**Exercise prompt:** Reproduce the confusion-count calculator text word for word, taking everything from "FP counts rows" down to "Specificity) / 2.".

:: Text extract

Calculate TP FP TN FN in Python

Paste actual and predicted labels for quick checks. Review confusion counts and key model scores. Export clear files and inspect Python style output now.

Calculator

Use one label per line, or separate labels with commas.

Example data table

Row Actual Predicted Positive label Expected type
1111TP
2011FP
3001TN
4101FN

Formula used

TP counts rows where actual equals the positive label and predicted equals the positive label.

FP counts rows where actual is not positive, but predicted is positive.

TN counts rows where actual is not positive and predicted is not positive.

FN counts rows where actual is positive, but predicted is not positive.

Accuracy = (TP + TN) / (TP + FP + TN + FN).

Precision = TP / (TP + FP). Recall = TP / (TP + FN). Specificity = TN / (TN + FP).

F1 Score = 2TP / (2TP + FP + FN). Balanced Accuracy = (Recall + Specificity) / 2.

Python logic

tp = sum(1 for a, p in zip(actual, predicted) if a == positive and p == positive)
fp = sum(1 for a, p in zip(actual, predicted) if a != positive and p == positive)
tn = sum(1 for a, p in zip(actual, predicted) if a != positive and p != positive)
fn = sum(1 for a, p in zip(actual, predicted) if a == positive and p != positive)

How to use this calculator

  1. Select label list mode when you have actual and predicted values.
  2. Paste the actual labels into the first text area.
  3. Paste predicted labels in the same order into the second text area.
  4. Enter the positive label exactly as it appears in your data.

::::
:: Information provided

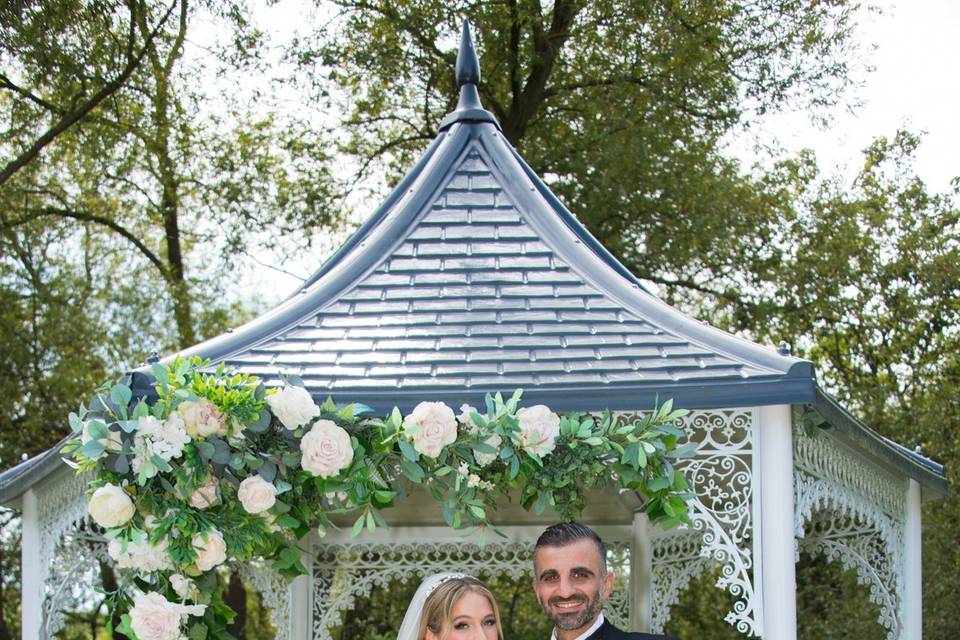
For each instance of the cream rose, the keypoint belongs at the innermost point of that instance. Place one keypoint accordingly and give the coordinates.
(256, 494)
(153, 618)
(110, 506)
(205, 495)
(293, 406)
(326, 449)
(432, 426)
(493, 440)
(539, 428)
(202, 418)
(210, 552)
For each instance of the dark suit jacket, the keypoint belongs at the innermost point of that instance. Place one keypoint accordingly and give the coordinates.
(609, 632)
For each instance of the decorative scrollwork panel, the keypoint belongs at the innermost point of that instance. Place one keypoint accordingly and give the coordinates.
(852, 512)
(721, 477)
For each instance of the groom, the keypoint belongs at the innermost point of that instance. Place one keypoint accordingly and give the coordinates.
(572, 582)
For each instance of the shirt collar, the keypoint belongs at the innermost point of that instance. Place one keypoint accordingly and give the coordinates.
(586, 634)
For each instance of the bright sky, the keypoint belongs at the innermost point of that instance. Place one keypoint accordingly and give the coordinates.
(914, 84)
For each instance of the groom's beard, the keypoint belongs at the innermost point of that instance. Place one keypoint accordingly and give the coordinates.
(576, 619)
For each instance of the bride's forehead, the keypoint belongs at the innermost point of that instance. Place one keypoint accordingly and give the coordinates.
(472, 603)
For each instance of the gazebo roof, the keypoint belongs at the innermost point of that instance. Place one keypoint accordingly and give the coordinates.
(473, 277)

::::

**Correct response:**
FP counts rows where actual is not positive, but predicted is positive.

TN counts rows where actual is not positive and predicted is not positive.

FN counts rows where actual is positive, but predicted is not positive.

Accuracy = (TP + TN) / (TP + FP + TN + FN).

Precision = TP / (TP + FP). Recall = TP / (TP + FN). Specificity = TN / (TN + FP).

F1 Score = 2TP / (2TP + FP + FN). Balanced Accuracy = (Recall + Specificity) / 2.